Written exercise :: Extend the passage below on imperfect action and iteration for artists building a business, starting right after its final line.

Text shown ::
What we don't create never blesses anyone.

What we don't share never creates value.

It never helps.

It never serves.

It never delights.

It is never cherished.

It's never shared joyously.

Accept reality. Practice the power of taking Imperfect Action, one baby step at a time. Create imperfect art. Say imperfect things to potential clients. Craft an imperfect client experience. Put imperfect marketing out into the world. Price your work imperfectly. Choose an imperfect name for your business.

Be imperfect.

Don't be apathetic. Don't be aloof. Don't be flip. Don't be disinterested. Don't be uncompassionate.

But do be imperfect. Get your art and business into the world so you and your people can be blessed by it - so you can begin building your business, your client base, your experience, your artistic style, your business acumen. So you can create value.

One imperfect action at a time.

Iteration

If you are not embarrassed by the first version of your product, you've launched too late. - Reid Hoffman

Iteration is the third practice to help battle procrastination, perfectionism, and paralysis in your business life.

As artists, and as first-time entrepreneurs, what we think our business should look like at launch - Version 1.0 - is a serial entrepreneur's Version 9.0.

By the time we feel we're ready to launch (if that feeling ever comes), the successful serial entrepreneur would have launched nine times earlier, with a product or service nine times simpler, and had nine times as long to get feedback, and made nine times as many invaluable iterations from that feedback.

This is the power of iteration.

Version 1.0 of your business, the art and marketing and message and client experience you launch with, should be your truly Minimum Viable Product. It should be the simplest commercially-viable version of your business imaginable.

The simpler and sooner you launch, the sooner you can begin accruing one of the most valuable assets in business: feedback.

Tim Ferriss says there is no failure, only experiments and feedback.

From this perspective, all action is growth, every choice is progress, every baby step gets you one measure closer to success.

This is the power of the Minimum Viable Product, and its kissing cousin, Iteration.

Practicing Iteration gives you permission to launch today, to be imperfect in every arena of your art and business.

Most powerfully, it gives you permission to do your best, and know that your best today is good enough for today. Tomorrow you'll be a shade better. So it goes, until by way of kaizen, imperfect action, and iteration, you look back and can't believe the progress you've made as an artist and business owner.

Practicing The Triad of Painless Progress

What if you knew that no matter what imperfect action you take or best-guess decision you make, you're winning?

Progressing. Growing. Getting closer to your dream.

What if you knew it?

What if you believed it?

What if, even though it's a leap of faith, from this day forward you choose to believe it? And when you just can't believe it, you act like you believe it. As the good gentlemen from The Art of Charm teach, the body follows the mind, and the mind follows the body.

Just as you can inadvertently train yourself into an artist of inaction, you can purposefully train yourself into a person of powerful action.

Today, you may not believe it - you may not see it in yourself.

That's why it's just practice. You're Just Practicing.

Any time and every time you catch yourself procrastinating, indulging perfectionism, or atrophied by paralysis, just take a breath, give yourself grace, smile and say, "I'm Just Practicing."

Then bring yourself back to center, and back to the practices that enable and honor your best self.

Next Steps

  • Three Sticky Notes, Please: On one, write Kaizen - the next, Imperfect Action - the last, Iteration. Stick these on your monitor, on your mirror, or wherever you most need to be reminded of the choices that are within your control.

Source material ::
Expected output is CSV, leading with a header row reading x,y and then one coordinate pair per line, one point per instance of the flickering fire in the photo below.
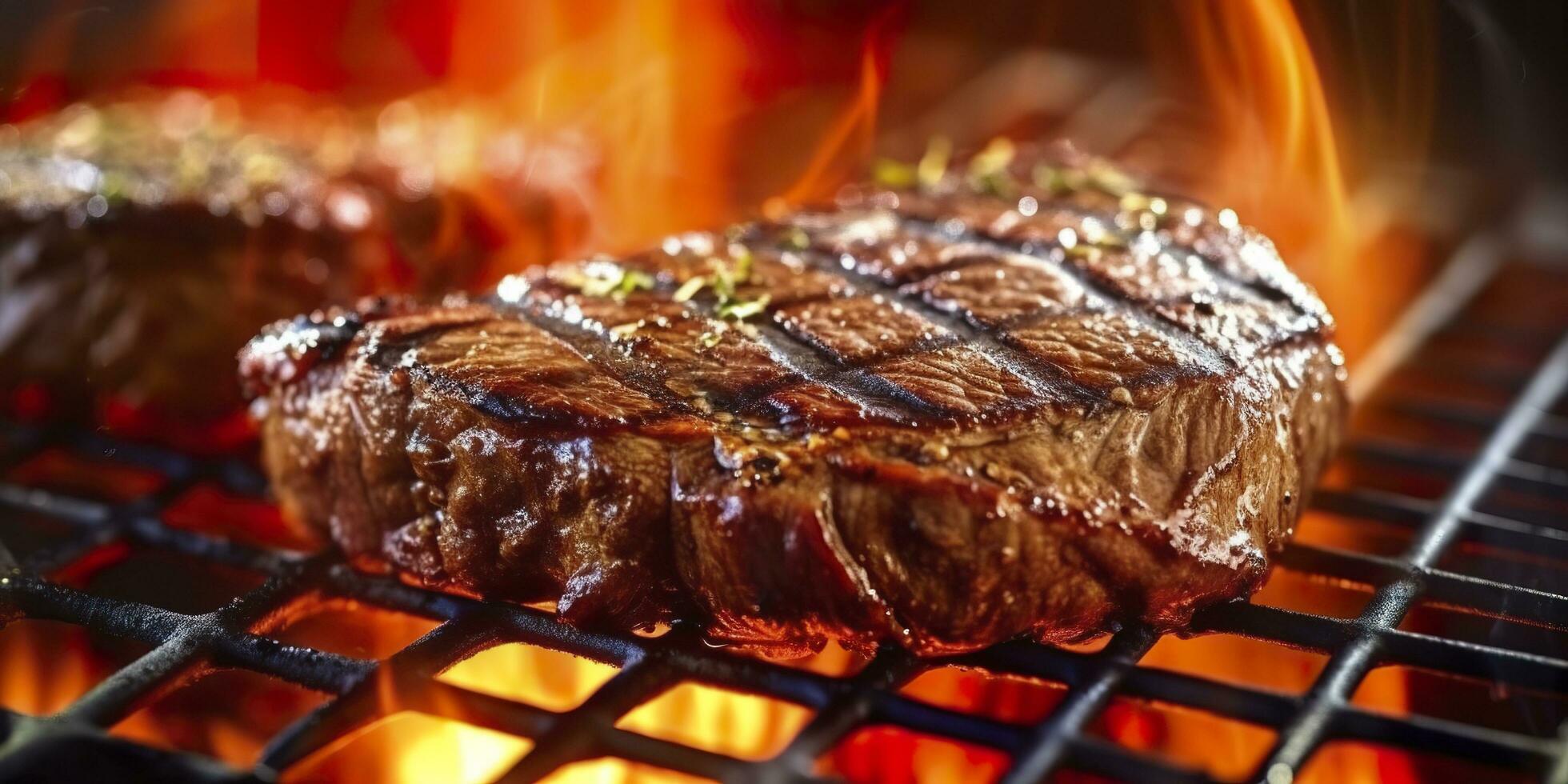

Answer for this exercise ::
  • Brainstorm Session: Get out your pen and paper. What does your perfect day look like? Not what could happen to you, but what choices you would make, what actions you would take, what mindset you would maintain, how you would honor your best self. Describe in delightful detail what your perfect day would look like. Then at the end, write three lines: "This is within my reach." "This is within my control." "This is what I'm practicing for." File this away in your Brainstorms folder.
  • Subscribe Today: It's my calling to help you earn your first $5,000 to $50,000 as a part time professional photographer. I am truly grateful for your readership, and encourage you to subscribe to my e-mail newsletter at the top of any page of this site.
  • Do This Now: What's the biggest struggle holding you back right now? E-mail me your answer (yes, right now!), and let's make a breakthrough today.
  • Start The Conversation: If anything in this post has spoken to and inspired you, please comment below or drop me an e-mail. I'd love to hear how you're hustling to better your art, life, and business!

Niche pickin'

"Identify your niche and dominate it. And when I say dominate, I just mean work harder than anyone else could possibly work at it." - Nate Parker

The single most vital piece of advice I give to struggling PTPs is to tighten your niche.

But if you haven't even launched yet, how are you supposed to know what target market you want to serve?

Make it up.

Like so much in the startup phase of your business, you're just going to have to make the best educated guess you can. You pays your money, you takes your chances.

To make your life and business easier, err on the side of fun.

What do you love?

Who do you identify with?

What market best aligns with your energy, personality, and experience in life?

Every niche - children, babies, couples, families, seniors, events, weddings and so on - can be broken into ever more refined subsets.

For example, I'm a high school senior photographer. But my ideal clients are performance seniors - theater, choir, cheer, dance. I was in choir back in high school, which puts me in a unique position to serve this clientele. Some of my first clients were my classmates.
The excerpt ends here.